SELECTED EXCERPT:

- - -

// This file defines slides for the ASE, EFM3D & EVL talk.
// It is based on the definitely-not-isec-theme provided in the skeleton.

#import "@preview/definitely-not-isec-slides:1.0.1": *
#import "@preview/muchpdf:0.1.1": muchpdf

#let fig_path = "/figures/"

#show: definitely-not-isec-theme.with(
  aspect-ratio: "16-9",
  slide-alignment: top,
  progress-bar: true,
  institute: [HM],
  logo: [#image(fig_path + "branding/hm-logo.svg", width: 2cm)],
  config-info(
    title: [ASE, EFM3D & EVL: Datasets, Models & Tools for NBV],
    subtitle: [Towards Relative Reconstruction Metrics for Next-Best-View],
    authors: [*Jan Duchscherer*],
    extra: [VCML Project WS24/25],
    footer: [
      #grid(
        columns: (1fr, auto, 1fr),
        align: bottom,
        align(left)[Jan Duchscherer],
        align(center)[VCML Project WS24/25],
        align(right)[#datetime.today().display("[day padding:none]. [month repr:short] [year]")],
      )
    ],
    download-qr: "",
  ),
  config-common(
    handout: false,
  ),
  config-colors(
    primary: rgb("fc5555"),
  ),
)

// Set global text size
#set text(size: 17pt)

// Style links to be blue and underlined
#show link: set text(fill: blue)
#show link: it => underline(it)

// The title slide summarises the talk.
#title-slide()

// ASE Section
#section-slide(title: [Aria Synthetic Environments], subtitle: [Dataset for Egocentric 3D Scene Understanding])[
  #figure(image(fig_path + "scene-script/ase_modalities.jpg", width: 80%), caption: [@SceneScript-avetisyan2024])

- - -

INSTRUCTION A:
In the slide source, what global text size is set?
The slide source above and the listing that follows have no connection to each other.

Object location annotation data:
- - -

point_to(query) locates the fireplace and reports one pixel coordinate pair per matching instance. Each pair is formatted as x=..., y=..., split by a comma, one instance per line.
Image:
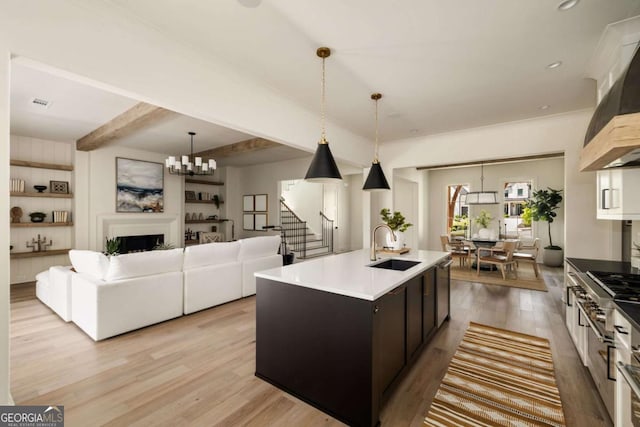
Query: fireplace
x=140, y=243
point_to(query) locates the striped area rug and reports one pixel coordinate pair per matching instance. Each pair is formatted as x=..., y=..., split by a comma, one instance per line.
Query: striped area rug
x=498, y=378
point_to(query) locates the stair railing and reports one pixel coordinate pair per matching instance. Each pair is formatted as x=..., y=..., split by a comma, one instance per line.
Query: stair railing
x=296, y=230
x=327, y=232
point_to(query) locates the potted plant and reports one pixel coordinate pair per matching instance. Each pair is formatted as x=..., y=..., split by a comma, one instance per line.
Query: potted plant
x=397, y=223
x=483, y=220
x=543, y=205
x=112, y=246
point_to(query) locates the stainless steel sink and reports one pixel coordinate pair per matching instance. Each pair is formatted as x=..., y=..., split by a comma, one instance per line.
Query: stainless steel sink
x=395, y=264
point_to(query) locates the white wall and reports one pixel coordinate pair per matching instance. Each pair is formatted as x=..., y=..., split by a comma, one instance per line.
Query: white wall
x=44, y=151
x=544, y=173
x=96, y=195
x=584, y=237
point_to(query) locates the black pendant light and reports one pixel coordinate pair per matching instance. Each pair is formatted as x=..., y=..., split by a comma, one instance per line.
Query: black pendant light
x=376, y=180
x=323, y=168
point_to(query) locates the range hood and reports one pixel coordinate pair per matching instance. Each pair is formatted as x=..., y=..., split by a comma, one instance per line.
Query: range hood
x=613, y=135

- - -

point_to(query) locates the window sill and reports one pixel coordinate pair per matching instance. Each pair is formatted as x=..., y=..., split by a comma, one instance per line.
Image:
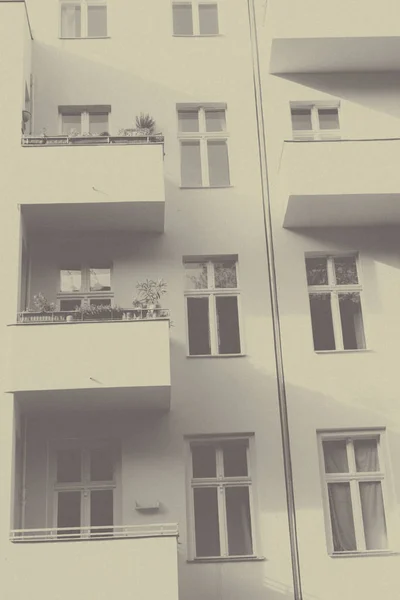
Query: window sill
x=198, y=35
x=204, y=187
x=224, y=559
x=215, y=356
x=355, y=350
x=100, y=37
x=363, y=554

- - -

INSTRUCTION B:
Copy from the listing, word for word, everything from the line containing "point_to(query) locates the stainless" down to the line containing "x=613, y=135", including both of those lines.

COMPLETE OUTPUT A:
17pt

COMPLETE OUTPUT B:
point_to(query) locates the stainless steel sink and reports one pixel coordinate pair per matching instance. Each pair is formatted as x=..., y=..., split by a comma, one instance per line.
Query: stainless steel sink
x=395, y=264
point_to(query) locates the white wall and reports one pixel coordinate pair per matching instance. Each pair is formatted as x=..., y=..., split by a comma, one instance per line.
Query: white wall
x=44, y=151
x=544, y=173
x=96, y=195
x=584, y=237
point_to(query) locates the black pendant light and reports one pixel coordinate pair per matching instance. Each pair is formatted as x=..., y=..., split by a comma, one instance per line.
Query: black pendant light
x=376, y=180
x=323, y=168
point_to(query) locates the range hood and reports one pixel coordinate pair per matching instance. Each pair is formatted as x=..., y=..., split by a comma, one instance per line.
Query: range hood
x=613, y=135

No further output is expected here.